Directive: Would you restate all the data that follows, word for word?

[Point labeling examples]
--- --- ---
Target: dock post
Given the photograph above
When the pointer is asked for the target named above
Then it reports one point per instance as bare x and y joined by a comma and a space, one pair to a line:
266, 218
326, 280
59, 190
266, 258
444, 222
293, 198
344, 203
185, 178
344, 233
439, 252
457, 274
--- --- ---
Result:
Target: dock post
Given the photograph above
When the pointer is asked for the target named above
Then it reports one point per instance as bare x and y joined by a comma and a space, one pair to a line:
266, 218
326, 280
59, 190
266, 258
444, 222
293, 198
344, 203
185, 178
344, 233
439, 252
457, 274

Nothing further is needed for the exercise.